Tutorial

What will be covered in this tutorial?

This tutorial will go through the different tools Monkeybread provides, what they do, and how to use them. Monkeybread’s tools focus on cell proximity in spatial data, allowing for an additional layer of analysis over regular single-cell data.

What data does this tutorial use?

This tutorial uses data from Vizgen’s MERSCOPE FFPE data release, in particular one of the Ovarian Cancer samples. Due to the large size of transcript and cell boundary files, the smallest sample was selected for the tutorial.

Note: Accessing the dataset in this tutorial requires the gsutil command-line tool. Learn more and install here

What does the data look like?

The data for each sample is split up across a few different files. cell_by_gene.csv is the standard file containing cells as rows and genes as columns. cell_metadata.csv contains additional information for cells relating to spatial data, namely x-y coordinates for each cell (min, center, and max). These files are both preprocessed. To access more raw data, we can examine the cell_bounds/ folder and detected_transcripts.csv. The former contains many files, named feature_data_{fov}.hdf5, corresponding to the fov column in cell_metadata.csv. These hdf5 files contain boundary coordinates for each cell, giving a less boxy outline than provided in the processed data. detected_transcripts.csv contains transcripts in each row with their respective x-y coordinates, which are then assigned to cells based on the cell boundaries.

import monkeybread as mb
import scanpy as sc
import pandas as pd
import subprocess
import matplotlib.pyplot as plt
import matplotlib as mpl
import itertools

sc.settings.verbosity = 3

# Use gsutil to download the data from Google Cloud where the public data is stored
subprocess.run(
    "mkdir data",
    shell = True
)

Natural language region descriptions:

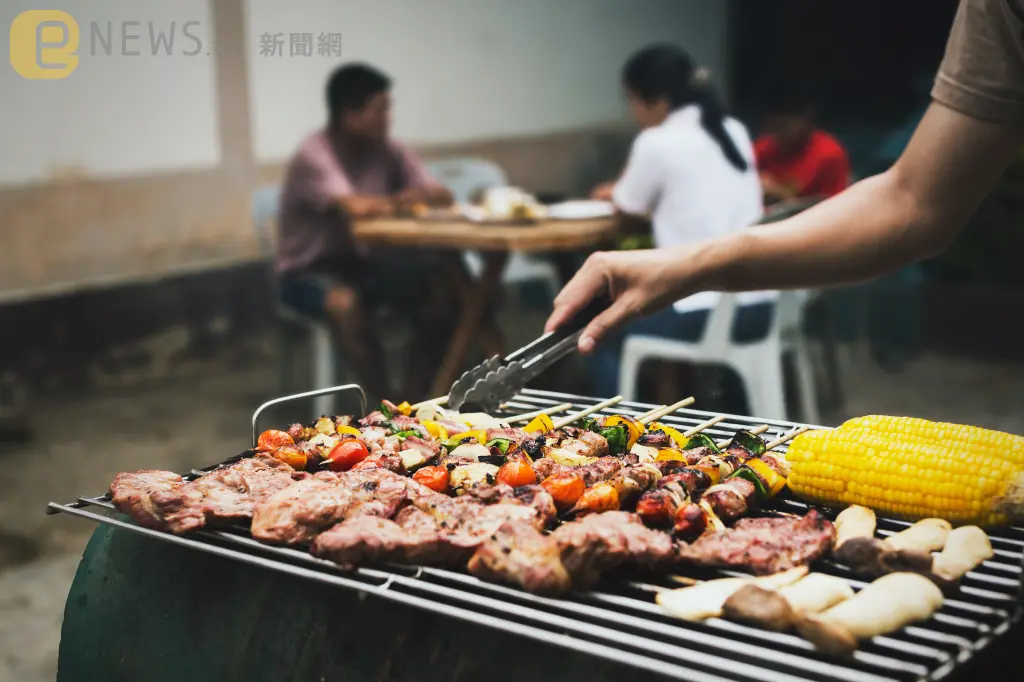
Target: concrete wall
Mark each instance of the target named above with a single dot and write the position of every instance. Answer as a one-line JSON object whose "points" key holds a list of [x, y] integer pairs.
{"points": [[138, 166]]}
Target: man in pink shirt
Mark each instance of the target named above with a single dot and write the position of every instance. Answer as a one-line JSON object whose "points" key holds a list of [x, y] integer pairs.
{"points": [[351, 169]]}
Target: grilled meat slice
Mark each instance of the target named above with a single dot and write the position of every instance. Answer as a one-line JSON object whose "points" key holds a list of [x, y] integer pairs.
{"points": [[765, 545], [373, 540], [225, 495], [530, 496], [655, 439], [731, 499], [601, 470], [600, 542], [519, 554], [296, 515], [507, 432], [132, 494]]}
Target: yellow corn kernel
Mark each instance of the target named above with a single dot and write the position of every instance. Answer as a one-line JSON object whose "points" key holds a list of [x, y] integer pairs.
{"points": [[912, 468]]}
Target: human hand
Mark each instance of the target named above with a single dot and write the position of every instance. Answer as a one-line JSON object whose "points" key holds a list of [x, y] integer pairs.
{"points": [[603, 192], [637, 282]]}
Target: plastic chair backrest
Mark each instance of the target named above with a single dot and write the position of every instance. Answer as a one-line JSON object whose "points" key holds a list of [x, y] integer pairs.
{"points": [[465, 175], [265, 202], [788, 311]]}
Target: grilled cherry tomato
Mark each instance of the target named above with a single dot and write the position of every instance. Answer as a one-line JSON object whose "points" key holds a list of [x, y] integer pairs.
{"points": [[270, 440], [565, 488], [346, 455], [600, 498], [292, 456], [436, 478], [516, 473], [655, 508]]}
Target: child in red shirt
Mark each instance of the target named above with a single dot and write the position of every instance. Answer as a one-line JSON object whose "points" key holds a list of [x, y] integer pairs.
{"points": [[795, 159]]}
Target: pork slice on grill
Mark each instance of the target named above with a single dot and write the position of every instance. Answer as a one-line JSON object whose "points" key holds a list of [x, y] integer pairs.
{"points": [[598, 543], [374, 540], [223, 496], [765, 545], [297, 514], [655, 439], [596, 472], [132, 494], [519, 554]]}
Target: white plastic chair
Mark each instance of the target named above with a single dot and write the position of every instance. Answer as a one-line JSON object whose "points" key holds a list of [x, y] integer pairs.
{"points": [[464, 176], [324, 361], [759, 364]]}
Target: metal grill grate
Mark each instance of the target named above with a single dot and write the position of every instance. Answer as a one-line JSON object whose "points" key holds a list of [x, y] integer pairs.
{"points": [[621, 621]]}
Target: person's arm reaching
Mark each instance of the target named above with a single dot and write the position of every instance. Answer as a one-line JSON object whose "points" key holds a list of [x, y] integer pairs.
{"points": [[910, 212]]}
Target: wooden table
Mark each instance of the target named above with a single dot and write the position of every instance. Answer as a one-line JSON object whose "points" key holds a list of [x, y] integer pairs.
{"points": [[477, 298]]}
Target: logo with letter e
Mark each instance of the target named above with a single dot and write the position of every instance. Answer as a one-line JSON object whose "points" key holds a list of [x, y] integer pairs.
{"points": [[43, 44]]}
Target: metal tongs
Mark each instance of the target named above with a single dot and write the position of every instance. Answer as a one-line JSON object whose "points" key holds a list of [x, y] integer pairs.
{"points": [[496, 380]]}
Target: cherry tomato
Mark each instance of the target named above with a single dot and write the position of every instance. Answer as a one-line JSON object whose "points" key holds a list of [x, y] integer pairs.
{"points": [[270, 440], [346, 455], [516, 473], [655, 509], [436, 478], [565, 488], [292, 456]]}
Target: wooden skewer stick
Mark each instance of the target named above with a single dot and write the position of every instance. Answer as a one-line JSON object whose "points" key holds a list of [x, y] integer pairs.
{"points": [[565, 421], [668, 410], [785, 436], [526, 416], [439, 400], [756, 430], [704, 425]]}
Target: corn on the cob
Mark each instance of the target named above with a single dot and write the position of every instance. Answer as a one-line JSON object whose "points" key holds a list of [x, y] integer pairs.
{"points": [[913, 468]]}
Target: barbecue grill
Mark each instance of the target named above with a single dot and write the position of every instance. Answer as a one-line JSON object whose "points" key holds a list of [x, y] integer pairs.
{"points": [[620, 622]]}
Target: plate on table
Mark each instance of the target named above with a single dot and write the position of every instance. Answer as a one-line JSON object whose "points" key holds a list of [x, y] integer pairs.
{"points": [[586, 209]]}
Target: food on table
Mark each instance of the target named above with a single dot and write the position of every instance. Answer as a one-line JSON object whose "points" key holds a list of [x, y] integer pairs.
{"points": [[519, 554], [854, 521], [913, 468], [297, 513], [705, 600], [816, 593], [884, 606], [780, 609], [928, 535], [436, 478], [764, 545], [161, 500], [966, 548]]}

YOUR TASKS:
• a. Answer these questions from the Monkeybread tutorial:
(i) Which data release does the tutorial draw its sample from?
(ii) What command-line tool is needed to access the dataset?
(iii) What spatial information does cell_metadata.csv hold for each cell?
• b. Can you echo the Monkeybread tutorial word for word, starting with "What data does" and going on through "for the tutorial."?
This material has no connection to the Monkeybread tutorial.

RESPONSE LIST:
• a.
(i) Vizgen's MERSCOPE FFPE data release, specifically one of the Ovarian Cancer samples.
(ii) The gsutil command-line tool.
(iii) X-y coordinates for each cell: min, center, and max.

• b.
What data does this tutorial use?

This tutorial uses data from Vizgen’s MERSCOPE FFPE data release, in particular one of the Ovarian Cancer samples. Due to the large size of transcript and cell boundary files, the smallest sample was selected for the tutorial.